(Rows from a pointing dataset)
===============

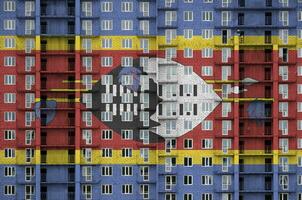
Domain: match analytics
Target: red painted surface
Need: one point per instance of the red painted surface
(57, 67)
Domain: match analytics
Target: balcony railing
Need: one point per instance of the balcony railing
(268, 167)
(71, 158)
(43, 177)
(71, 195)
(43, 195)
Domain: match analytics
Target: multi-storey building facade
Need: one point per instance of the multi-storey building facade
(151, 99)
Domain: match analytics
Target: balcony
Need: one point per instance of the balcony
(43, 195)
(71, 195)
(71, 159)
(268, 168)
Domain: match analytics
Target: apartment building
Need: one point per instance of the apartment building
(151, 99)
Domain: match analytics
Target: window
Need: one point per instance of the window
(29, 8)
(226, 144)
(107, 134)
(188, 15)
(127, 61)
(106, 153)
(87, 118)
(299, 106)
(207, 71)
(144, 191)
(127, 6)
(106, 43)
(29, 136)
(127, 43)
(144, 172)
(207, 33)
(299, 15)
(29, 118)
(106, 6)
(226, 108)
(207, 125)
(226, 182)
(283, 17)
(126, 152)
(29, 63)
(188, 33)
(9, 24)
(188, 143)
(9, 6)
(87, 191)
(284, 181)
(226, 53)
(87, 8)
(127, 25)
(87, 26)
(144, 8)
(126, 189)
(106, 61)
(144, 136)
(207, 16)
(106, 25)
(226, 126)
(188, 180)
(188, 53)
(87, 173)
(29, 173)
(283, 196)
(106, 189)
(299, 143)
(9, 61)
(206, 161)
(188, 161)
(9, 190)
(207, 144)
(225, 18)
(9, 43)
(9, 153)
(206, 180)
(127, 134)
(283, 90)
(29, 81)
(126, 171)
(170, 17)
(9, 116)
(9, 134)
(9, 97)
(87, 136)
(106, 171)
(299, 70)
(299, 179)
(207, 53)
(188, 70)
(208, 196)
(29, 27)
(9, 171)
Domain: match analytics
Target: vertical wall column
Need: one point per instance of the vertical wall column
(236, 118)
(77, 97)
(37, 96)
(275, 93)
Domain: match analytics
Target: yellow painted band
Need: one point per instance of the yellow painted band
(55, 157)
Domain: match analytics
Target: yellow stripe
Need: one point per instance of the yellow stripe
(61, 100)
(68, 90)
(159, 43)
(246, 99)
(77, 81)
(252, 157)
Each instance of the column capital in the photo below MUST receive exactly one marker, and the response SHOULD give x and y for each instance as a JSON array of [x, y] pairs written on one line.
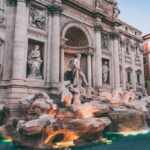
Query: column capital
[[98, 26], [55, 9], [114, 35], [90, 51], [14, 2]]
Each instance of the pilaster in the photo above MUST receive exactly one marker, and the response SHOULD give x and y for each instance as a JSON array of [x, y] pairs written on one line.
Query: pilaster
[[115, 38], [98, 55], [55, 11], [20, 41]]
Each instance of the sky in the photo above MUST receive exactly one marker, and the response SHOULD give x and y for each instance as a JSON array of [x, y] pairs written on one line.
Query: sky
[[136, 13]]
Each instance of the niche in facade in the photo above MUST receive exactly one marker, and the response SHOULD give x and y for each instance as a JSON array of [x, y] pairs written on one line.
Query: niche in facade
[[37, 17], [35, 60]]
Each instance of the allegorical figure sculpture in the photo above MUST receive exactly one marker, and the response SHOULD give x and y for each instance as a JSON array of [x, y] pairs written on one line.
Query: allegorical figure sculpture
[[37, 18], [105, 72], [98, 3], [34, 63], [78, 76]]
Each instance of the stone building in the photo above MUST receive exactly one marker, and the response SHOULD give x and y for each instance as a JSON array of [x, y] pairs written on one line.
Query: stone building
[[146, 39], [38, 38]]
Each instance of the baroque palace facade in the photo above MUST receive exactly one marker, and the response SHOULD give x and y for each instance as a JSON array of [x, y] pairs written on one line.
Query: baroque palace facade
[[38, 38]]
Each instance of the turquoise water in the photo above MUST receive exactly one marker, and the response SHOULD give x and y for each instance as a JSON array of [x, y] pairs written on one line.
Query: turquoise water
[[139, 142]]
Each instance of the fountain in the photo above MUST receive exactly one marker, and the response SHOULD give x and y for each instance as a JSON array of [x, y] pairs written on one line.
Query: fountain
[[83, 116]]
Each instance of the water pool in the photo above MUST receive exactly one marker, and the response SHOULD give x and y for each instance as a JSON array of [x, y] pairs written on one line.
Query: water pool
[[139, 142]]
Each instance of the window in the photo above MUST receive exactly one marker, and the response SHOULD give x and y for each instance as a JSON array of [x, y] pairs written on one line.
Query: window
[[105, 41], [127, 48]]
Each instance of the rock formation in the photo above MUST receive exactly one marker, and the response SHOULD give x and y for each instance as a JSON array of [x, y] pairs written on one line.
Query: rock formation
[[81, 119]]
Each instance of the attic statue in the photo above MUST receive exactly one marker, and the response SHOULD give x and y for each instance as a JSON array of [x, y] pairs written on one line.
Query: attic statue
[[98, 3], [79, 78]]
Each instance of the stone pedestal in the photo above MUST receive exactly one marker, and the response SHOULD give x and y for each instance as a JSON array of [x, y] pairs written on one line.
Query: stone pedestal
[[20, 42]]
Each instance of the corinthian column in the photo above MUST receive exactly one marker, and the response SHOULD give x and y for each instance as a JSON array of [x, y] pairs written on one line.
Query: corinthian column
[[89, 63], [20, 41], [116, 68], [55, 47], [98, 56]]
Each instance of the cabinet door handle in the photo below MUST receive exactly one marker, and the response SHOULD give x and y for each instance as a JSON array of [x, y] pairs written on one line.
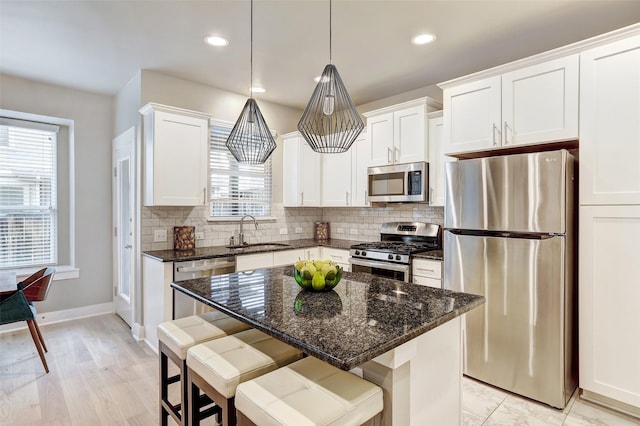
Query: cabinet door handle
[[506, 141]]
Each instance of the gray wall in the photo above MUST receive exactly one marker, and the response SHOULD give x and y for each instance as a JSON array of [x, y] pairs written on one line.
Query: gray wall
[[93, 119]]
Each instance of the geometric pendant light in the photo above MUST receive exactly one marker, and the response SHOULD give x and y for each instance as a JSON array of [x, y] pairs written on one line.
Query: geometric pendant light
[[330, 122], [250, 140]]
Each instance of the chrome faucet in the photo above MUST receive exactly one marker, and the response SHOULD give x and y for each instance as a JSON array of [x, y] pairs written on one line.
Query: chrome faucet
[[241, 235]]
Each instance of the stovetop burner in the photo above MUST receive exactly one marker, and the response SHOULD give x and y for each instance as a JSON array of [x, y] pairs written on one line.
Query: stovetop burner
[[396, 247], [399, 241]]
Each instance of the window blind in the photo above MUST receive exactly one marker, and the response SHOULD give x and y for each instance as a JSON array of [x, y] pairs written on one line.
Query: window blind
[[236, 189], [28, 222]]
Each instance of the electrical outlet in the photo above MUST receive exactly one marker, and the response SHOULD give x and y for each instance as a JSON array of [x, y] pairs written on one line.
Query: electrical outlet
[[159, 235]]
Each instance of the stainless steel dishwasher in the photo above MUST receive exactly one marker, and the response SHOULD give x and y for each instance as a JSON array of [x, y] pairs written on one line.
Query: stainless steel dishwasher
[[184, 305]]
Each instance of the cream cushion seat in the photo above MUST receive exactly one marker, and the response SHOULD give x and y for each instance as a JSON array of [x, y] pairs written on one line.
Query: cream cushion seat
[[309, 392], [226, 362], [180, 334]]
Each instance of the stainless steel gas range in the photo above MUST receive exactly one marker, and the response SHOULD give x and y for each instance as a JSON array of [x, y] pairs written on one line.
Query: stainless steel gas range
[[391, 256]]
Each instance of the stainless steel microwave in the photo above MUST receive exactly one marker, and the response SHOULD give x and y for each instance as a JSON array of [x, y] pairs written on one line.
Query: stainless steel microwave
[[399, 183]]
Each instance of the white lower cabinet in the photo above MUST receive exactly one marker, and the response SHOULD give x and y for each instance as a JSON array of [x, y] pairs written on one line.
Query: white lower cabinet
[[249, 262], [427, 272], [289, 257], [609, 291]]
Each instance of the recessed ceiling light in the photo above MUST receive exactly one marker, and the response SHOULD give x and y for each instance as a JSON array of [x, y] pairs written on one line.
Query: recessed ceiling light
[[423, 39], [216, 41]]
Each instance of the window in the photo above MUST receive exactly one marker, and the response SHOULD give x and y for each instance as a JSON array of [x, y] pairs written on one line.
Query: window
[[236, 189], [28, 200]]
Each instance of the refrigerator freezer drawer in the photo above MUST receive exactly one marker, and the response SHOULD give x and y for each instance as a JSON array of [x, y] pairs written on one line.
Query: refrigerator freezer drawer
[[518, 339]]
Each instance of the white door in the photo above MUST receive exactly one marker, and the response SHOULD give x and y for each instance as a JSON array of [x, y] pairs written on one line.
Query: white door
[[336, 179], [608, 293], [472, 116], [124, 224], [380, 131], [609, 127], [410, 144], [540, 103]]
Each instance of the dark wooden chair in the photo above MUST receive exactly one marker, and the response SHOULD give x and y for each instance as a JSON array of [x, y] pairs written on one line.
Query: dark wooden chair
[[18, 306]]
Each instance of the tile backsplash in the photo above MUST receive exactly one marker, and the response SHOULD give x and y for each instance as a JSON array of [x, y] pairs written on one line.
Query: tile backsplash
[[360, 224]]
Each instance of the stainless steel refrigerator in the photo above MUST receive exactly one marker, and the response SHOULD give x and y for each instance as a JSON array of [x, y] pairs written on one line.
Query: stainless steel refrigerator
[[509, 236]]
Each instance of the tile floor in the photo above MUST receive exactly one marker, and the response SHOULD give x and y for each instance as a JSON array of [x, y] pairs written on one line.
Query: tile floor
[[486, 405]]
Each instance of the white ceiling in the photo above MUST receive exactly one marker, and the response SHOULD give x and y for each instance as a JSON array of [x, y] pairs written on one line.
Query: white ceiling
[[99, 45]]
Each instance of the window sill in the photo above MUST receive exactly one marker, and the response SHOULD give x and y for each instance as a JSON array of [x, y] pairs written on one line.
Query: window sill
[[237, 219], [63, 272]]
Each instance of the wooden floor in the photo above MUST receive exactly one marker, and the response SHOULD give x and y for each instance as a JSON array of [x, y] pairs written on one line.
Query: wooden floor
[[99, 375]]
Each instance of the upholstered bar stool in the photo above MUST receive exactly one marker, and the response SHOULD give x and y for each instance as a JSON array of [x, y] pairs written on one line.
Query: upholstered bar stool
[[308, 392], [174, 339], [218, 366]]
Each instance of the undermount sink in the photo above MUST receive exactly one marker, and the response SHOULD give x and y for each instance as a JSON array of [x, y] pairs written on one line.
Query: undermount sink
[[263, 246]]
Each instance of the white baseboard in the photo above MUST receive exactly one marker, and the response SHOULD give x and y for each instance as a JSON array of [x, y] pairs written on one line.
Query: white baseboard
[[61, 316], [137, 331]]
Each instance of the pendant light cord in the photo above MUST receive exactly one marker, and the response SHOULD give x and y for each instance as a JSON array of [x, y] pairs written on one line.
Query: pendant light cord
[[251, 49], [330, 35]]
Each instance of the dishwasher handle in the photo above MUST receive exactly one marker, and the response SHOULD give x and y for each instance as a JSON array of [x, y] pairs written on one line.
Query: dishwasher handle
[[206, 267]]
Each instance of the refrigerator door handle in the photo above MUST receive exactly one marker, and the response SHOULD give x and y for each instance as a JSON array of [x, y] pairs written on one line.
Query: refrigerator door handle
[[505, 234]]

===============

Reproduce the items verbatim, from the line containing "Each instance of the stainless steel gas" through the line containing "[[391, 256]]", both lines included.

Each instance of the stainless steel gas range in the photo above MUST receive exactly one marker, and the response SHOULD give x and y for each instance as a JSON array of [x, y] pairs written on one line.
Query: stainless steel gas range
[[391, 256]]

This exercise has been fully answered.